-- Data for this exercise follows --
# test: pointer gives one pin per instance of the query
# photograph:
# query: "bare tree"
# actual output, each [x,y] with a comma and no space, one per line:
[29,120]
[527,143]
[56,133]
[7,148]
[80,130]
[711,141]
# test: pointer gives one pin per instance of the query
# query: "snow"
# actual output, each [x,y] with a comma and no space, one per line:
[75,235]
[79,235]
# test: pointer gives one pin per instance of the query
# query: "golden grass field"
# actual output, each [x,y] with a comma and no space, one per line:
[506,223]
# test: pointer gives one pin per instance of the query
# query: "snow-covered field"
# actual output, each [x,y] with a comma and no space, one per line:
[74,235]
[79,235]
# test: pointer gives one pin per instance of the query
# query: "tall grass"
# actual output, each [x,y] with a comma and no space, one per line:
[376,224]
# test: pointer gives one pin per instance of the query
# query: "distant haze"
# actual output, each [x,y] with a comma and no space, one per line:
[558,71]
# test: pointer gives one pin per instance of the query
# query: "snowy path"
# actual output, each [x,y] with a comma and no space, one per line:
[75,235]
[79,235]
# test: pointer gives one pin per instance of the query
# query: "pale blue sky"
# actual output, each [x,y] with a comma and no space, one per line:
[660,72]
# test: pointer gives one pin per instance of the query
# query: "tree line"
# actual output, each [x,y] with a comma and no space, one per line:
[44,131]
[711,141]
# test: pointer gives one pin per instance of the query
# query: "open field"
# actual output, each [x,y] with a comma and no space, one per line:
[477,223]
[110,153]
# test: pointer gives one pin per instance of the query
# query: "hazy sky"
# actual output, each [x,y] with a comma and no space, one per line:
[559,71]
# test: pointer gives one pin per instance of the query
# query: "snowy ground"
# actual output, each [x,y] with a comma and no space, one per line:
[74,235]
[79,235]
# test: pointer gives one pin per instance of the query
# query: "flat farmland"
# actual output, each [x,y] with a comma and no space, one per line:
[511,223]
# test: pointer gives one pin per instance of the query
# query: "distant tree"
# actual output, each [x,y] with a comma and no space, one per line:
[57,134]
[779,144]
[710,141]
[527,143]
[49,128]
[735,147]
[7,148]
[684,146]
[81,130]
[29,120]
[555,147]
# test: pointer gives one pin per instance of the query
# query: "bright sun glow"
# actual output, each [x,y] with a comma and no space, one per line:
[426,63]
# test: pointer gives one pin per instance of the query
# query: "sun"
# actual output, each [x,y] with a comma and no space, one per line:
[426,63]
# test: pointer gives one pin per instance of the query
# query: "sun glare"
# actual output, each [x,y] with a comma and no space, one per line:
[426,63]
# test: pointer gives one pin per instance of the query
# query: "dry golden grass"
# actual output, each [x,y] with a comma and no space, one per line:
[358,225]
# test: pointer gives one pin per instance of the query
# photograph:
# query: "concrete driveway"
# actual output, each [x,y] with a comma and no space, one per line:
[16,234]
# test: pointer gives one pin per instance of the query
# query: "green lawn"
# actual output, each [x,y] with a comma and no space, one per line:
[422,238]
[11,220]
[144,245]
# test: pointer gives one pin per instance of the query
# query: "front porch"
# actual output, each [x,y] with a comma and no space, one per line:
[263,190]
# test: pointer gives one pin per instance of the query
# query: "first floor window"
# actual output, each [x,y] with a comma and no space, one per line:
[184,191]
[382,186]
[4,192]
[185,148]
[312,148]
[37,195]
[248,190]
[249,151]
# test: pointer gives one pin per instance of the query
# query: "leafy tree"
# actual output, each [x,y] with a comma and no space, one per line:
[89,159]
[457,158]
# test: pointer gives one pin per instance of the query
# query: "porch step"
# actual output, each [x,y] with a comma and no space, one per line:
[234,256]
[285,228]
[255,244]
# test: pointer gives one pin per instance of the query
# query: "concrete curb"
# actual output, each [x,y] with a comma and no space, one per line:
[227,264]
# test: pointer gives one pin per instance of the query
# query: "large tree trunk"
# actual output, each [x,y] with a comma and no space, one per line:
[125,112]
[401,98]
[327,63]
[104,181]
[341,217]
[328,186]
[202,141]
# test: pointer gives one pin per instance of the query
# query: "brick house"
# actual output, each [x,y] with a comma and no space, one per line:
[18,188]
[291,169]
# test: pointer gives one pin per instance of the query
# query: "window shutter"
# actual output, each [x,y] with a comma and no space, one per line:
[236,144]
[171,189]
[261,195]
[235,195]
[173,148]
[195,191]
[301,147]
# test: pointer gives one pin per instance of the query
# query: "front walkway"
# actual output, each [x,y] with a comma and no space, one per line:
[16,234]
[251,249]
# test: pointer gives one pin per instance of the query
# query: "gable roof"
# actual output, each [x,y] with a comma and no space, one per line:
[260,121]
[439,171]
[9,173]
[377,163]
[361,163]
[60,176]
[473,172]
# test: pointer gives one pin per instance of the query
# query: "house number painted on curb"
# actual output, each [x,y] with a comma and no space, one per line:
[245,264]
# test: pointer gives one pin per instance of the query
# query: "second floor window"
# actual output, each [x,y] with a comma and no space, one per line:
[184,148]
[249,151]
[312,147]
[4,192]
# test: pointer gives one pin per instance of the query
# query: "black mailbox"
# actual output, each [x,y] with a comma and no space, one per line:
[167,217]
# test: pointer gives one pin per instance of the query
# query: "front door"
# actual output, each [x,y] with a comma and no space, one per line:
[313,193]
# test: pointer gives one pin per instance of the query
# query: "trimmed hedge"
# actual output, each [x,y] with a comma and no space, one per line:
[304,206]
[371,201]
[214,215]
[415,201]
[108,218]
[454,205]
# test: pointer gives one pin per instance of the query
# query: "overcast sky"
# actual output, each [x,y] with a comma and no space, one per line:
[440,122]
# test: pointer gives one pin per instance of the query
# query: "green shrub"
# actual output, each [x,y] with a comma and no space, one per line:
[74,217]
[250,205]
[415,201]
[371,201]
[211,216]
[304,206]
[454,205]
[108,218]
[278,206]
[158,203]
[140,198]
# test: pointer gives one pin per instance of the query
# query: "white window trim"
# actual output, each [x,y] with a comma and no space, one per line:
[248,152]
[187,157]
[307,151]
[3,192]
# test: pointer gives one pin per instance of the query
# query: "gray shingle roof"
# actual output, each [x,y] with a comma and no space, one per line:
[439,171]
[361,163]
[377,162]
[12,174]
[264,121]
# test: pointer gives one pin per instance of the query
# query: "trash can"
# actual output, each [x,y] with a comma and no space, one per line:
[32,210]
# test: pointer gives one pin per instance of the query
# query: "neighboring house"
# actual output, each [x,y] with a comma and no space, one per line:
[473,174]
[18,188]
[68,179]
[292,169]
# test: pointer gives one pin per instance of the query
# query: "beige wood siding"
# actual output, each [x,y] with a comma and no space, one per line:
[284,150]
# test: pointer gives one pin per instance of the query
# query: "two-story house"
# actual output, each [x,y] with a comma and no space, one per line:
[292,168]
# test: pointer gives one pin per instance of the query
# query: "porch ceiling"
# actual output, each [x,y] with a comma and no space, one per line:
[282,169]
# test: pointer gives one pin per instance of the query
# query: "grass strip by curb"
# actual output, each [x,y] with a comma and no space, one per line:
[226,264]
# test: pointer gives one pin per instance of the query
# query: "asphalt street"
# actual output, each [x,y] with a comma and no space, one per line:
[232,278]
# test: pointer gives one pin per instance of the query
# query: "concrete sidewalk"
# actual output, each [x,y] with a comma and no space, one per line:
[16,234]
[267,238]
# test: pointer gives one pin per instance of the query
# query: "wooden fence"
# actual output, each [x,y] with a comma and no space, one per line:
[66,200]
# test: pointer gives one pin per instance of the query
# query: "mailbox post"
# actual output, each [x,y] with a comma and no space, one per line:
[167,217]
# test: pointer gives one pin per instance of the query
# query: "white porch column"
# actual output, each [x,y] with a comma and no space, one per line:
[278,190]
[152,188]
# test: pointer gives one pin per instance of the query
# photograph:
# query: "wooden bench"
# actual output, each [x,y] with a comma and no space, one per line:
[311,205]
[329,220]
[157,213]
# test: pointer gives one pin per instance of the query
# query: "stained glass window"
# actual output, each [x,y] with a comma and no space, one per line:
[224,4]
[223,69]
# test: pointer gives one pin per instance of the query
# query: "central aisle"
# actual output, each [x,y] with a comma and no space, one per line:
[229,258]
-- Data for this exercise concluded --
● **What is being asked**
Each line in the data that holds the word "grass" must be copied.

● **Finished exercise**
# query: "golden grass field"
# query: "tall grass"
# query: "dry golden grass"
# query: "grass strip by curb"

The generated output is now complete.